MATERIAL SHOWN:

------------------------------

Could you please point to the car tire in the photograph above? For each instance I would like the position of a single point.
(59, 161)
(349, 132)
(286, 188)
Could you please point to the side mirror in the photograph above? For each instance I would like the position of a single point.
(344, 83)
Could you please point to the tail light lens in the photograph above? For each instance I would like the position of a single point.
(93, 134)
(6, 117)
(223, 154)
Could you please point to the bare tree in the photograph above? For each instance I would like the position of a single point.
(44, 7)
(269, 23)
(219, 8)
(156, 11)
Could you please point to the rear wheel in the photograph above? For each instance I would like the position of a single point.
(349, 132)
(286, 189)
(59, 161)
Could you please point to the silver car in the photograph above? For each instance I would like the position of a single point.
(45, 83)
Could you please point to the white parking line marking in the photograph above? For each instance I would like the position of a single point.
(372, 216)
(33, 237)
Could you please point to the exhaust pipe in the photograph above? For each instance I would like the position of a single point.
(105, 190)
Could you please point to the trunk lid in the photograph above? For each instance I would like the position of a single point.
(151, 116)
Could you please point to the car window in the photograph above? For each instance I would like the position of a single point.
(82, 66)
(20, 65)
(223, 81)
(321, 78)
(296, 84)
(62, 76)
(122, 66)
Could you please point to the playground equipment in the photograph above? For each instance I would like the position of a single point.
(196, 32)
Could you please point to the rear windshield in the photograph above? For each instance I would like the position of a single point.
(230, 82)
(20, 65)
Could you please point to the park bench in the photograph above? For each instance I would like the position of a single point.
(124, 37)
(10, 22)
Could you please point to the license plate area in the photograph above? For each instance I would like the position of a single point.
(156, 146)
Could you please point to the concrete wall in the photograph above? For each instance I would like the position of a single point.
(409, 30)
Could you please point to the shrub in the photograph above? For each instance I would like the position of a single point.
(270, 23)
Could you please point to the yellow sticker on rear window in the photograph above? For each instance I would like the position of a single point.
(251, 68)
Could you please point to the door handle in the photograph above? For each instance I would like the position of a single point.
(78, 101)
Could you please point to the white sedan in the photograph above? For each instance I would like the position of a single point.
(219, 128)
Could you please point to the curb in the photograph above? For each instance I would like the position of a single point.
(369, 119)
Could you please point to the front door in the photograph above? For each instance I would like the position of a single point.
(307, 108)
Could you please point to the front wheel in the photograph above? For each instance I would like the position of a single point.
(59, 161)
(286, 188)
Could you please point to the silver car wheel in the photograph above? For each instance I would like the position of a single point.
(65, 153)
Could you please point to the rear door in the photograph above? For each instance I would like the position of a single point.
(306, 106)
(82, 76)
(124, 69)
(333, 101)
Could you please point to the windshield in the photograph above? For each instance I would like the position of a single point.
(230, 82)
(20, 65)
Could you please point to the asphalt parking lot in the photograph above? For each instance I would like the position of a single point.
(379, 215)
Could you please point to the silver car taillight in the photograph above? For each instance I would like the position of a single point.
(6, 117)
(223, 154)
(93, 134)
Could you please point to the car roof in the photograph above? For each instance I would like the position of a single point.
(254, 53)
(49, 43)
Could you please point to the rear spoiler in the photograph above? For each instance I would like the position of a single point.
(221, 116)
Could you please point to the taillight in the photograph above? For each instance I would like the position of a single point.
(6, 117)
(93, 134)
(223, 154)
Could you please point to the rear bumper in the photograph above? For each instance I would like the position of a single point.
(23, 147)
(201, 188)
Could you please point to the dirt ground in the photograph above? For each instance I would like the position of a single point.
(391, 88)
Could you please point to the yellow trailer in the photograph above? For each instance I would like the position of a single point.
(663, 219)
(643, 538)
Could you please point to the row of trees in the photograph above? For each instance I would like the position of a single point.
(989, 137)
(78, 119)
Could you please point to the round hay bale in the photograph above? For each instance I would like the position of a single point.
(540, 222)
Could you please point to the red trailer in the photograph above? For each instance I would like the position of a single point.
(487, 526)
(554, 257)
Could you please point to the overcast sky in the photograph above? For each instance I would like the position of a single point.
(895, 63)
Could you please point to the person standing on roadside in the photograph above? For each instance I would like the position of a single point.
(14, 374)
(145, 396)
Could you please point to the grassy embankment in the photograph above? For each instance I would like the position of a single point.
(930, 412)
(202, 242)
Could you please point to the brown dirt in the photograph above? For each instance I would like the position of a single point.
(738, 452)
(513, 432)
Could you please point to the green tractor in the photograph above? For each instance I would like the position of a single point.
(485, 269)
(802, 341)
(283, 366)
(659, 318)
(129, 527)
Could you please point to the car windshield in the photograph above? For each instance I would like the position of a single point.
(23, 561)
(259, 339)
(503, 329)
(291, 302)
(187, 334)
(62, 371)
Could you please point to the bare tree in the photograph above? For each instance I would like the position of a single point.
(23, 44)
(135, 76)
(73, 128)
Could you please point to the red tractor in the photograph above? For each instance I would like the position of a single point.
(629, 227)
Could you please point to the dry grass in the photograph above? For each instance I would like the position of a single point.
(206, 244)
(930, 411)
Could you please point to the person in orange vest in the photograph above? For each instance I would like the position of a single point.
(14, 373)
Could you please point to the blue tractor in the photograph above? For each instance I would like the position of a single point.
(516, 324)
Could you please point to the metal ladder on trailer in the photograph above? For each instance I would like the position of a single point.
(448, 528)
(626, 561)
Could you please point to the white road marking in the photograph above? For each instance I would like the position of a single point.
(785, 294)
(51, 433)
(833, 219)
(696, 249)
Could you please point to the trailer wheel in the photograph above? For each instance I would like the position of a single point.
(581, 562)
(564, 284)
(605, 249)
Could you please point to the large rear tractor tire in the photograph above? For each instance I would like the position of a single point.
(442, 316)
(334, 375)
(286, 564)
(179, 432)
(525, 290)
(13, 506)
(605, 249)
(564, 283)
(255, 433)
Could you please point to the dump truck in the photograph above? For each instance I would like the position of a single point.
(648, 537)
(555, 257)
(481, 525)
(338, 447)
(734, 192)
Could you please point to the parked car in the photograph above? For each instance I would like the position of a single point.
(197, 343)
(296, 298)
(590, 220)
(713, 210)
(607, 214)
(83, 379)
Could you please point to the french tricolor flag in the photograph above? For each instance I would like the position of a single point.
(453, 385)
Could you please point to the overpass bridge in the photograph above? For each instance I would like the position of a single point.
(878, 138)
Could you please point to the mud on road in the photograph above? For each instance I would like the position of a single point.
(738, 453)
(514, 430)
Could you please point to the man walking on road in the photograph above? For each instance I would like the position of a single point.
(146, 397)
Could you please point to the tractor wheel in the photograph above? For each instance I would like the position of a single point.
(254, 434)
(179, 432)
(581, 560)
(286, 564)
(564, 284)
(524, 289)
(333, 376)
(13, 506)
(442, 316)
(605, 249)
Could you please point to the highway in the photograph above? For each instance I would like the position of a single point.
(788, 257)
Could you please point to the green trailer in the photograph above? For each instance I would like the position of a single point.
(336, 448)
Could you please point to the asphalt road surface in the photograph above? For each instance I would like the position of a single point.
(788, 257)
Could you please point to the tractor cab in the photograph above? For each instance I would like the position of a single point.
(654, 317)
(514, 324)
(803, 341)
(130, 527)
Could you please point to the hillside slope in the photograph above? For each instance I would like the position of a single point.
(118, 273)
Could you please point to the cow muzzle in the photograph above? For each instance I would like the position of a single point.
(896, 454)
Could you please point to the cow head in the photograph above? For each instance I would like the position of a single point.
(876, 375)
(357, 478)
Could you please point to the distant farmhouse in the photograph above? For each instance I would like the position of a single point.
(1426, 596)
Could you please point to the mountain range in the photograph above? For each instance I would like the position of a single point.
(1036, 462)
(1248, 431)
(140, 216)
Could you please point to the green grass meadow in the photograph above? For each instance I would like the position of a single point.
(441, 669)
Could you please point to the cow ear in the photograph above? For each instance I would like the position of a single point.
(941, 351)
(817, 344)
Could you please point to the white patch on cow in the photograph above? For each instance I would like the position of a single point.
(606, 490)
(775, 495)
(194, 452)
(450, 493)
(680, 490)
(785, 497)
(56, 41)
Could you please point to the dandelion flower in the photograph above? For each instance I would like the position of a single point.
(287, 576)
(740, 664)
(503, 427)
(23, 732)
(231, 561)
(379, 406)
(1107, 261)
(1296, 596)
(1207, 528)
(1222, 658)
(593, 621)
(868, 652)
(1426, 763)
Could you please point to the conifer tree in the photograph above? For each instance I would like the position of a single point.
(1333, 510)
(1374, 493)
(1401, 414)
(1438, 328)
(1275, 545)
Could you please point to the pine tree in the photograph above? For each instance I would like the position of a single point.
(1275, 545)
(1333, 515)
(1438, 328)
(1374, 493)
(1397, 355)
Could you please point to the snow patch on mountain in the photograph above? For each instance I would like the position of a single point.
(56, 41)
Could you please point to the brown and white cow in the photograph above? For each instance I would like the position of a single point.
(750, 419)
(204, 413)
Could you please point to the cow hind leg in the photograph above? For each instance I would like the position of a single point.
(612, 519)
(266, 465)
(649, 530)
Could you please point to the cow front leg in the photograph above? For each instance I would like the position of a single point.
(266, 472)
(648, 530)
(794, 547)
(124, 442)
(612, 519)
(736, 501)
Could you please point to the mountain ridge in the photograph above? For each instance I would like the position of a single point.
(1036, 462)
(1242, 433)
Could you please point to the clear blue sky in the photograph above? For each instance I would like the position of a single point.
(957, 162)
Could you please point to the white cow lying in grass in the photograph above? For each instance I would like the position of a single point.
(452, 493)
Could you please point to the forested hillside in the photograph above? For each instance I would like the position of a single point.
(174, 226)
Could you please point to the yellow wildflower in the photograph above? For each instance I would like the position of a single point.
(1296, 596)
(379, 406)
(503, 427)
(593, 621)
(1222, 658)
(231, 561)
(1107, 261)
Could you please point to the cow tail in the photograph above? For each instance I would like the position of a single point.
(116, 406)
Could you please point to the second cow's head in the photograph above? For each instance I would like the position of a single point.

------------------------------

WHAT THE EXERCISE ASKS: Find the line containing "Could you please point to the cow tail" in the material above. Print it and every line after it through the end, exactly and only those.

ANSWER SPACE:
Could you please point to the cow tail in the photograph above? For each instance I would like the position of a single point.
(116, 406)
Could you please point to the second cow's head in the photograph above? For each instance I would like the position of a single point.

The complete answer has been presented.